Exercise A: According to the excerpt on the search for Amelia Earhart, where had Earhart planned to stop and refuel?

+++ Page extract

Google Doodle on Amelia Earheart's 115th birthday.

RESEARCHES KEEP SEARCHING, but so far to no avail to find the exact spot where Amelia Earheart went down. Christian Science Monitor talks to both sides and commemorates her life and death and the mysteries that led to wondering where her crash happened so long ago.

TIGHAR researchers say that significant finds on Nikumaroro lead them to continue to believe Earhart and Noonan may have survived as castaways there for some time. They found a zipper from the 1930s, a cosmetic bottle– possibly for anti-freckle cream, and human bone fragments.

Other researchers who have been involved in searching for clues to Earhart’s disappearance say TIGHAR has been looking in the wrong place. Earhart, who was attempting to become the first woman to circumnavigate the globe, had planned to stop and refuel on Howland Island. Some say she wouldn’t have had enough fuel to make it to Nikumaroro, which is about 400 miles southeast of Howland Island.

++++++
+++ Task inputs

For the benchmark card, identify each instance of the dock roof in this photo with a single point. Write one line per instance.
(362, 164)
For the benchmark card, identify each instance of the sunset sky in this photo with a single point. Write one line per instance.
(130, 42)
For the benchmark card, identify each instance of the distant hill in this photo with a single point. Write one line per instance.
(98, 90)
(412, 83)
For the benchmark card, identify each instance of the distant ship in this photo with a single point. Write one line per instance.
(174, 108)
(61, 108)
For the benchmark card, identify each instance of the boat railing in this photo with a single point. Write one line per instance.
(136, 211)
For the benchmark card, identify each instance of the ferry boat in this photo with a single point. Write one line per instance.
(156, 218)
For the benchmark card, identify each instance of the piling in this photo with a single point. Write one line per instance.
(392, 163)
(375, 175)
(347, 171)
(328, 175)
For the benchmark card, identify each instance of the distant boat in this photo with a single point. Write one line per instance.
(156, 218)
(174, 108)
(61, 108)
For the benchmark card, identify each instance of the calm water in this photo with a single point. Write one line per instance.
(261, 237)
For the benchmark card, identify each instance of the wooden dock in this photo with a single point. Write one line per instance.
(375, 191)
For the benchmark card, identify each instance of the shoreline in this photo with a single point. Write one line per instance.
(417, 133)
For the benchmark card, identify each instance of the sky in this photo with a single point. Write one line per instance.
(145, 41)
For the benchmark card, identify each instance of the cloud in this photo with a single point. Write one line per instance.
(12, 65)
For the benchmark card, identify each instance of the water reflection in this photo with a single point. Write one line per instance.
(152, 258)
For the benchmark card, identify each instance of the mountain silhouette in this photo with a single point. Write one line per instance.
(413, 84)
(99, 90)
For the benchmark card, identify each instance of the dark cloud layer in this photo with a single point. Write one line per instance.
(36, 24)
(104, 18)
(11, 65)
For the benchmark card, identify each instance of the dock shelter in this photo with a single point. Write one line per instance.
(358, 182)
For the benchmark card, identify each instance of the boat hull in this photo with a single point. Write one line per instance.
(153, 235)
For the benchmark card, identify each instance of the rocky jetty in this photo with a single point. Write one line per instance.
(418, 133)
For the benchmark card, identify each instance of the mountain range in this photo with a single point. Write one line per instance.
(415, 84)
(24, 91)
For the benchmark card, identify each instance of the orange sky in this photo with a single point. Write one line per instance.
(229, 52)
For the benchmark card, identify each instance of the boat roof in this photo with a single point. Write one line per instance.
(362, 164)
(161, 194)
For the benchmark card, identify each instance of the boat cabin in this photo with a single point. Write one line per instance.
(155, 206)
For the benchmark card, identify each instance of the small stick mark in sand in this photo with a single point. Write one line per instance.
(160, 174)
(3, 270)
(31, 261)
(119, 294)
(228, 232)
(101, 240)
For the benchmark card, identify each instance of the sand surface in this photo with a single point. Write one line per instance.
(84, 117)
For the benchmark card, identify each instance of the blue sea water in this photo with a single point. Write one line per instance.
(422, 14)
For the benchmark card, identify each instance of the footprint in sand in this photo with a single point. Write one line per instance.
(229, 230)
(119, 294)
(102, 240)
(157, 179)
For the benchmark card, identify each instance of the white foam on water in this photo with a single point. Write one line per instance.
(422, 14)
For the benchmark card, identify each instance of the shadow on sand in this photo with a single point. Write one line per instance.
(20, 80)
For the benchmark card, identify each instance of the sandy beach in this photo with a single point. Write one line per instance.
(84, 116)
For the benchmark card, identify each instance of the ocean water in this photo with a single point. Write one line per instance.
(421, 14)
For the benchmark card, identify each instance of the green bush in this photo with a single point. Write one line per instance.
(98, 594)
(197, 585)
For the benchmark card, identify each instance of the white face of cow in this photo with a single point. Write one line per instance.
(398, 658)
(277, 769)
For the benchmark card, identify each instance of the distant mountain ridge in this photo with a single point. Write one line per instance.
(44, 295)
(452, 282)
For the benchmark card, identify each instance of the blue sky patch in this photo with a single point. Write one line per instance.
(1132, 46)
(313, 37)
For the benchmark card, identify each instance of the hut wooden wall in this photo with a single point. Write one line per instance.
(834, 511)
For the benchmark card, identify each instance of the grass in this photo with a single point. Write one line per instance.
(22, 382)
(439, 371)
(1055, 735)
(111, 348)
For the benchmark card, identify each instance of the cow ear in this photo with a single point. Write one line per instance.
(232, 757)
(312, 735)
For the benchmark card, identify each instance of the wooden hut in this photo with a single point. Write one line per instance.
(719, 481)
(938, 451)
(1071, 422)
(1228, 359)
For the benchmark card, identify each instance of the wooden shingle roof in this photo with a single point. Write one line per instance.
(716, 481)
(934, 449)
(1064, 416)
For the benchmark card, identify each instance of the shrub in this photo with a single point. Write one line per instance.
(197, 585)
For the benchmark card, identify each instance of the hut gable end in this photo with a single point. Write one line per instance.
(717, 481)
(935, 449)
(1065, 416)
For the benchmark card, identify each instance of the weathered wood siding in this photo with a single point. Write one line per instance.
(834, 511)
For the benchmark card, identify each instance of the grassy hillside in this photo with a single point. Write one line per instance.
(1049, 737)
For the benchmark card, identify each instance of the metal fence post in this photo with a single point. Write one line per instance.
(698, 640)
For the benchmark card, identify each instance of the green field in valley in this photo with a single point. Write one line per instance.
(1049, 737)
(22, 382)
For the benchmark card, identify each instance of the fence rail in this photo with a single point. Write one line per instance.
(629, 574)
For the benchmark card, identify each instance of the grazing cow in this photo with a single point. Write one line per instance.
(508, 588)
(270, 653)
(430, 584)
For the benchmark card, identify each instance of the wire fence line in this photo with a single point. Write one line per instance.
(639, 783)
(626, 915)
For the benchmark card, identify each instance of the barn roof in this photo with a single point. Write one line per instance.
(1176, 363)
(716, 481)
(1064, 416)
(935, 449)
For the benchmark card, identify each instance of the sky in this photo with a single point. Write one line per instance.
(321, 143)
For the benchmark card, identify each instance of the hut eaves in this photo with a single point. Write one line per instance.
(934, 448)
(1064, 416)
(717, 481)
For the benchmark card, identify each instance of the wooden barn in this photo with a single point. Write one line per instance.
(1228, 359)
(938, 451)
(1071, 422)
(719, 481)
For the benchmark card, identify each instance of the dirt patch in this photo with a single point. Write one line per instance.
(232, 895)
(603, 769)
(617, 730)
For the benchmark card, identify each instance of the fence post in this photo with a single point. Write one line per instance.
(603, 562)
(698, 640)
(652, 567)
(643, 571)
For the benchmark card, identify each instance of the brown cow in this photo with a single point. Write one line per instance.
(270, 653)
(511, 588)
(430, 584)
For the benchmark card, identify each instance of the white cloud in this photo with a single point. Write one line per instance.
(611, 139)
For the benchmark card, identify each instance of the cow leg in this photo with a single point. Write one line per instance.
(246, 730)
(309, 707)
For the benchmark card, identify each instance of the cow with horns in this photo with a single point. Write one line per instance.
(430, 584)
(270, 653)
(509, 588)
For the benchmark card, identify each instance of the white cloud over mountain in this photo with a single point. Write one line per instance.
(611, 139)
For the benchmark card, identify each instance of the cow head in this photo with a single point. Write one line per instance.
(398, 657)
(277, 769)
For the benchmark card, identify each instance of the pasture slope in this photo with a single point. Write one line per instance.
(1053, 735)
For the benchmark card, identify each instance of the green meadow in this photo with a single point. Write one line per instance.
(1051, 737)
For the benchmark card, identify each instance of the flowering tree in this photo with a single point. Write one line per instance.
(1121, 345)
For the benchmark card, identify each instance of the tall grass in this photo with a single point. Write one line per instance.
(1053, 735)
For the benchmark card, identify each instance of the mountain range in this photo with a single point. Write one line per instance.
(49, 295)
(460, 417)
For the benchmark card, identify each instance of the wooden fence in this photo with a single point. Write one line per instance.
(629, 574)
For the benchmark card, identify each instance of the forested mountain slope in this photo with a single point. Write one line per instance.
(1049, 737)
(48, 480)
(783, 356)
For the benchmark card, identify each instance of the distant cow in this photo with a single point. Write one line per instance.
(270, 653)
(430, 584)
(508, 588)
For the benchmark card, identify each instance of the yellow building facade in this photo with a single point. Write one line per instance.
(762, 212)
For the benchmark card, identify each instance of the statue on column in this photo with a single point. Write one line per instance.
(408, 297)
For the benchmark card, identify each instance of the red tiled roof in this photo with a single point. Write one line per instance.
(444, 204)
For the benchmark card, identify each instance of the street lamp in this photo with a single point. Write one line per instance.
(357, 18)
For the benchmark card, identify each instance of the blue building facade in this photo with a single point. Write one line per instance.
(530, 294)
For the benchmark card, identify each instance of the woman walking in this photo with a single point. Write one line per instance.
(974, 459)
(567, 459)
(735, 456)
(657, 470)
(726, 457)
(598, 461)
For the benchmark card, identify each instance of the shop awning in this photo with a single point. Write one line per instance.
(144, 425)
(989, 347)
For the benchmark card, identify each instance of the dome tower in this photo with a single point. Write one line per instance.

++++++

Exercise B: How many lines of the records contain the string "facade", with case counting? Reply with the number only.

Correct response A: On Howland Island.

Correct response B: 2